▶ _Directions_
Each line of the data must be given back verbatim, with pictures removed.
──────── Supplied information ────────
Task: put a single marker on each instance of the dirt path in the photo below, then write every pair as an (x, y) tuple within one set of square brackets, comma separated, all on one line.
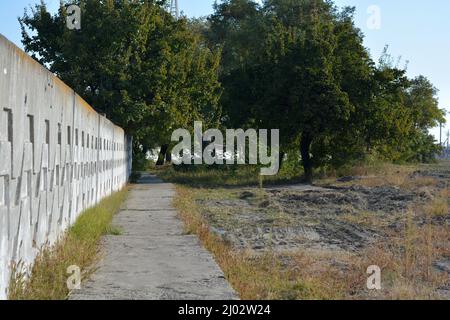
[(153, 258)]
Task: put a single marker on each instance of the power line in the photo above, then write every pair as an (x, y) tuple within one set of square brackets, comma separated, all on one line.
[(174, 9)]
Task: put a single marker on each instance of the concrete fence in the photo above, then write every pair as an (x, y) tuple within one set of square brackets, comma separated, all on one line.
[(58, 157)]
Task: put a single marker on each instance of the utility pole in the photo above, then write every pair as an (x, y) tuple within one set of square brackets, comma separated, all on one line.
[(174, 9)]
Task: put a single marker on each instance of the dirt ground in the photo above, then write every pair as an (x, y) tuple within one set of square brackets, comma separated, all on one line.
[(347, 216)]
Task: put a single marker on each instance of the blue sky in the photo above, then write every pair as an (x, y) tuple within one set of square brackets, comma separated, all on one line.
[(416, 30)]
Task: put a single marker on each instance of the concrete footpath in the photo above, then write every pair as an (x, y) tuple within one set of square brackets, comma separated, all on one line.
[(153, 258)]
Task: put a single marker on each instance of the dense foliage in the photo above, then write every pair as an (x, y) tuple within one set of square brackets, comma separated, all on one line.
[(295, 65)]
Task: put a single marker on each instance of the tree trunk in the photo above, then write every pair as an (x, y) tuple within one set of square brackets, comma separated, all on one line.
[(282, 156), (168, 156), (305, 146), (162, 155)]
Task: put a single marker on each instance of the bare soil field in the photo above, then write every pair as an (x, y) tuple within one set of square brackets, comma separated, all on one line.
[(328, 234)]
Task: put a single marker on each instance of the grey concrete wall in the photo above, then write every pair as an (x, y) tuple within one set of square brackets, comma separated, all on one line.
[(58, 157)]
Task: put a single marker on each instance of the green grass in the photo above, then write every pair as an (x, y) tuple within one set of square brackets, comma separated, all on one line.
[(226, 176), (79, 247)]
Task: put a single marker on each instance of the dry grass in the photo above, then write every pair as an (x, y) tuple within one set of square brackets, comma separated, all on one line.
[(78, 247), (406, 258), (264, 276)]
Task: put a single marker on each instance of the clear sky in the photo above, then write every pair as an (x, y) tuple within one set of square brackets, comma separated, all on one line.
[(416, 30)]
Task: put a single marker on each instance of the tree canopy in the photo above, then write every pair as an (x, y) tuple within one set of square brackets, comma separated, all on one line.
[(295, 65)]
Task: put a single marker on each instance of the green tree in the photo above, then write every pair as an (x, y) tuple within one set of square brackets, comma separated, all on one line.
[(132, 61)]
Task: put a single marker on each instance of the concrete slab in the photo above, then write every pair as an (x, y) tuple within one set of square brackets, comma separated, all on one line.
[(153, 258)]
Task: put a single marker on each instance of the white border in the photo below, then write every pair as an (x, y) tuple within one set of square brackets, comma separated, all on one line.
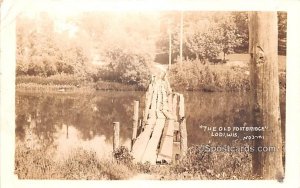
[(7, 100)]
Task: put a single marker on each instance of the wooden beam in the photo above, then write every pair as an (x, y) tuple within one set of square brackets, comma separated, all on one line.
[(116, 136)]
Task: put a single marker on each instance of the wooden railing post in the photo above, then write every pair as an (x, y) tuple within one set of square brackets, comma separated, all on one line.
[(135, 121), (116, 136), (182, 127)]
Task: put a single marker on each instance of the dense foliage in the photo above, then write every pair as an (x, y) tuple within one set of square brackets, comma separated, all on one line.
[(121, 47)]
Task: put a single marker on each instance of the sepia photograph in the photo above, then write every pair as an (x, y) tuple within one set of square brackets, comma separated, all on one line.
[(150, 95)]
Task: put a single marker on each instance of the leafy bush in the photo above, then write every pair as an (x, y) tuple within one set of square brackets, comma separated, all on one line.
[(127, 67), (196, 76)]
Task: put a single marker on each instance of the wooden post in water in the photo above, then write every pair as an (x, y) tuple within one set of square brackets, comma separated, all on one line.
[(135, 121), (182, 127), (174, 103), (116, 136)]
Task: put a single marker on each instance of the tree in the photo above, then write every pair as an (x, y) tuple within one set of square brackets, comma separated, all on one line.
[(230, 37), (265, 93)]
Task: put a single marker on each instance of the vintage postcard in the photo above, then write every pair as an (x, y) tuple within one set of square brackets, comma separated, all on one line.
[(150, 94)]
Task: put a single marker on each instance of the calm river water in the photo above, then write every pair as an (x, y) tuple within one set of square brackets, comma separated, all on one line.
[(63, 122)]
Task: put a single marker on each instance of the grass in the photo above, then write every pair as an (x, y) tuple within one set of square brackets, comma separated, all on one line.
[(84, 164), (81, 164)]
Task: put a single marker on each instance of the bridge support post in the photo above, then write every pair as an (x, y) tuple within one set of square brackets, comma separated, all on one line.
[(135, 121), (182, 127), (116, 137)]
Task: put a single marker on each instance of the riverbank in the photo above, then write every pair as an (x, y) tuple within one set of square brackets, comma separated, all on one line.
[(84, 164), (44, 85), (193, 76)]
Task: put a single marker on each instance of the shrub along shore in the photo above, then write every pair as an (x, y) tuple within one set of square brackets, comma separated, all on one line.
[(190, 77)]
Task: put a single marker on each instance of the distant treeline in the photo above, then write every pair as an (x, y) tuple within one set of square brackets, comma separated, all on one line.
[(121, 47)]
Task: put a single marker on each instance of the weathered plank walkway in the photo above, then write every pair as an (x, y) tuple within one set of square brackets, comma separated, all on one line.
[(162, 136)]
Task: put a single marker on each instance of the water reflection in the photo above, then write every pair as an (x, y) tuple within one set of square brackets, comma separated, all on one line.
[(67, 121)]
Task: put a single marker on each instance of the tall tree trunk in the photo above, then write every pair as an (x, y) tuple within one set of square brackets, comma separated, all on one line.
[(263, 43)]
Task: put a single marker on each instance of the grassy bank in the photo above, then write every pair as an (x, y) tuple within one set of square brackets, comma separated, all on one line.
[(232, 76), (83, 164), (68, 84)]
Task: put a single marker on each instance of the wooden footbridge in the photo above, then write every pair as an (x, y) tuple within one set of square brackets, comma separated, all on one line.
[(160, 136)]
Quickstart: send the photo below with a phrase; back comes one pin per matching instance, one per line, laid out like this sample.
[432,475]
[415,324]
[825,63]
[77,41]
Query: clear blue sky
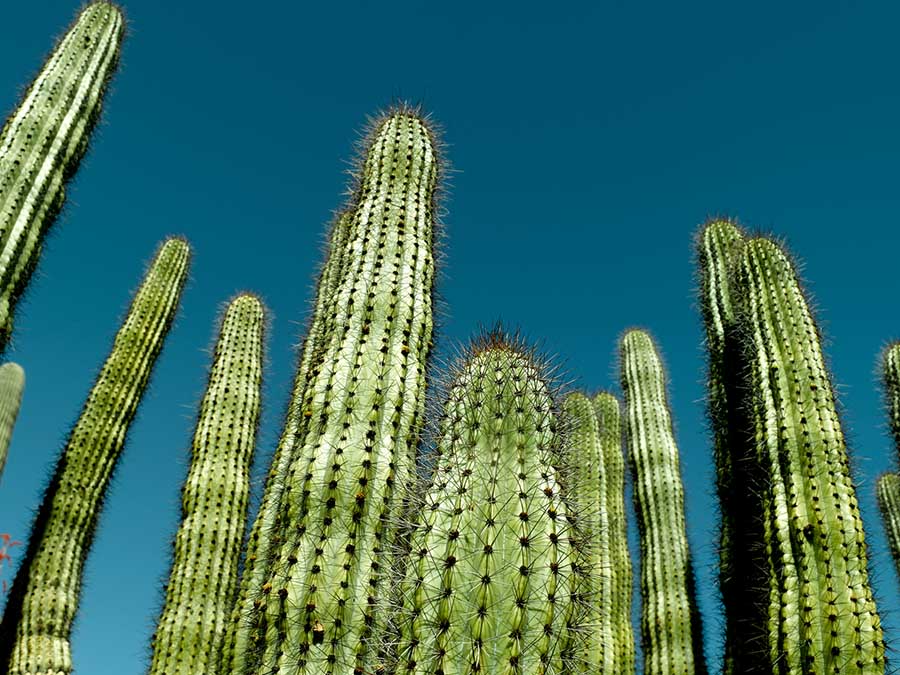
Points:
[588,141]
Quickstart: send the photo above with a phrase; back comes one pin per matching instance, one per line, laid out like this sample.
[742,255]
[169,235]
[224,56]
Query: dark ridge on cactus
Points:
[43,129]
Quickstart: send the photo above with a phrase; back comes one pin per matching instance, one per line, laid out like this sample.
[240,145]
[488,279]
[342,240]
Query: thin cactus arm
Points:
[203,575]
[12,384]
[36,625]
[44,139]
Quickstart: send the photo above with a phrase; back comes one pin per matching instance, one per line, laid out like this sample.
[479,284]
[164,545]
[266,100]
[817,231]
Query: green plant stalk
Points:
[214,500]
[670,626]
[821,614]
[359,422]
[888,494]
[621,659]
[12,384]
[491,586]
[265,534]
[35,630]
[44,139]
────────
▶ _Solution to the exercise_
Task: put a single marker on each instance of the dirt path in the photo below, then write every pair as an (x, y) tuple within one set of square brackets, comma separated, all on one line.
[(153, 258)]
Task: put a single marker on each instance of the power line in the photo above, then write every pair as an (x, y) tuple within one set of square brackets, comma separated, all on one line.
[(174, 9)]
Task: put a single marker on each instance of the concrete fence in the photo above, then write every pair as an (x, y) tuple within one set of square brackets, comma separated, all on one line.
[(58, 157)]
Task: put a single marker on each instance of the utility pole in the photo above, then write every pair as an (x, y) tuple within one set of square brackets, comma separated, all on one line.
[(174, 9)]
Task: put a single marker on each instance of the dirt ground in the photo above, then write every pair as an (x, y) tuple within one set of square brackets, comma separated, all on one line.
[(347, 216)]
Task: put a single marker on each instance of the blue sky in the photo above, then write every pair as an (x, y) tuple within one set of square brackets, comma separated, all on one line.
[(416, 30)]
Task: put a single marker on each instance of the concrete footpath in the photo above, then write every pair as an (x, y) tuple within one set of square brackets, comma separated, all on one line.
[(153, 258)]
Task: put a single marker on each instance of the dense foliage in the photo above, then write every pair as an (x, y) tuple within one set of square brackets, comma separated, all on one line.
[(295, 65)]
Task: put a single marker on each instance of the tree trunk in the photo above, then write every pair as an (x, y) tuple within one set of square brackets, comma separated, all on one line.
[(282, 156), (168, 156), (305, 146), (162, 155)]
Task: put a single marker on each instance of the bare soil field in the photo above, then write every pair as an (x, y) tuple within one set of square brackets, comma separated, all on one line.
[(328, 234)]
Task: put a single marker on each instance of the grey concrete wall in the photo above, then write every pair as an (x, y) tuple within one set of square brackets, comma separated, all on one line.
[(58, 157)]
Task: put a single marker on each instance of the green grass in the photo above, then write every pair as an (x, y) tuple within one set of square brackets, comma separated, all on one line.
[(226, 176), (79, 247)]
Task: put a single marker on each instance of the dry grass in the photo above, then write every pair as an (x, y) tuple within one set of square brackets, comma separated, all on one line.
[(78, 247), (406, 258), (264, 276)]
Task: put a single marker on each instance of the clear sky in the photo above, then write every pair as an (x, y) tuple within one set of square brackets, comma separated, all on one line.
[(416, 30)]
Task: put a single marker on each instance of the tree canopy in the photo above, then write every pair as an (x, y) tuple within one set of square brackets, comma separated, all on one line.
[(295, 65)]
Task: put a single marker on each instance of the green tree in the photo above, then write every pair as an (x, y) tuple within one set of square brackets, comma separated, all on one line.
[(132, 61)]
Task: put a single marker on each instance of the concrete slab in the photo above, then write every pair as an (x, y) tuple within one set of square brackets, comma separated, all on one line.
[(153, 258)]
Task: put a single marker on each instance of the white border in the photo below, then write every pair as an (x, y) tuple within one set of square brackets, comma separated, all on one line.
[(7, 100)]
Task: put a single marker on each instance of the wooden beam in the photo above, then write every pair as an (x, y) tuple within one set of square brackets, comma separated, all on one line.
[(116, 136)]
Task: put a single marker on each instance of the wooden railing post in the photo above, then write every pair as an (x, y) tuple within one set of square brackets, comma separated, all on one line.
[(135, 121), (116, 136), (182, 127)]
Task: put a single marker on each instance of the dense foliage in the photo above, then write every pair as an (x, y) tuple within one set of square brackets, comma separated, all on one line.
[(121, 47)]
Task: put a single marker on each instance of the sepia photograph in the photo above, then write every pair as an (x, y) tuple within one set of square brackets, comma separated, all on one line.
[(150, 95)]
Task: put a single marker on each instance of the leafy bush in the photo above, then write every pair as an (x, y) tuple within one set of square brackets, comma separated, all on one line.
[(127, 67), (196, 76)]
Task: put a single marker on each instance of the wooden post in water in the photo above, then write every pair as an (x, y) tuple within one set of square brackets, comma separated, all on one line.
[(135, 121), (182, 127), (174, 103), (116, 136)]
Task: put a single marker on each instance of the tree in the photo above, then write every pair as an (x, y) tuple within one set of square brackets, comma separated, all on one line.
[(230, 37), (265, 93)]
Task: put a single marker on each instance of the vintage postcard in the photo above, then write every pair as an (x, y) tuple within one set of square brackets, comma separated, all on one line.
[(150, 94)]
Task: put a single marker on each instance of the calm river water in the photo above, then write every pair as an (x, y) tuple within one set of square brackets, comma separated, all on one line.
[(63, 122)]
Task: put a single marker on each instance of the grass in the photo above, then write every pair as an (x, y) tuple within one set of square brackets, comma separated, all on one line.
[(84, 164), (81, 164)]
Task: put a single marker on each instance of the bridge support post in the photo above, then write every pair as an (x, y) tuple within one set of square brackets, comma separated, all on one line.
[(135, 121), (182, 127), (116, 137)]
Task: put a single marker on each instance of the riverbank in the photo above, then write every pair as an (x, y) tuple within one set of square brackets, comma separated, all on one line.
[(84, 164), (44, 85), (193, 76)]
Task: put a single marker on each instance of the shrub along shore in the photo above, then write every pair as an (x, y) tuple within one set of square brackets, comma separated, all on one line.
[(190, 77)]
Task: put a single marker on each instance of the distant treeline in the photo above, then write every pair as an (x, y) tuple within one set of square brackets, comma separated, all on one line.
[(121, 47)]
Task: put a single marker on each instance of the weathered plank walkway in the photo above, then write every pair as an (x, y) tuple within one set of square brackets, comma separated, all on one line.
[(162, 136)]
Task: put a single marker on each instance of the water reflection in the photo above, then write every pair as an (x, y) tuple within one set of square brackets, comma separated, all on one line.
[(67, 121)]
Task: put a single marker on each instance of the tall tree trunk in the photo above, then write every pair as an (x, y) tuple within one set of square brackets, comma separated, all on one line.
[(263, 43)]
Task: put a single marker on each instance of the grassy bank in the photo above, then write every pair as an (x, y) tuple within one set of square brackets, comma separated, all on one line.
[(232, 76), (83, 164), (68, 84)]
Task: put a single marker on each instance of the wooden footbridge in the photo above, then write every pair as an (x, y) tuple within one set of square brackets, comma separated, all on one line.
[(160, 136)]
Quickstart: send the photo below with a phrase; back comes one pin per matching instance, one per line, laid out like this sample.
[432,475]
[415,324]
[825,63]
[77,41]
Query: clear blue sky
Points:
[588,141]
Quickstart: send the photo above with a phrase; back comes one pin per matching instance, one per line, laid out like this sample.
[742,255]
[169,235]
[224,56]
Query: dark ridge on cactus
Points:
[43,129]
Quickstart: send the photo above with a phrase; back comes one pin per matching instance, one per line, laid out like this sample.
[240,145]
[488,279]
[342,240]
Query: thin cactus arm
Points:
[203,575]
[12,384]
[36,625]
[44,139]
Quickstart: send the photo above with a phrase; back comes one pin per matching instance, one per line, laid out like this sample.
[479,284]
[164,545]
[266,100]
[817,231]
Query: green plant stalk
Points:
[214,500]
[670,626]
[821,614]
[359,422]
[888,494]
[621,659]
[12,384]
[491,586]
[265,534]
[35,630]
[44,139]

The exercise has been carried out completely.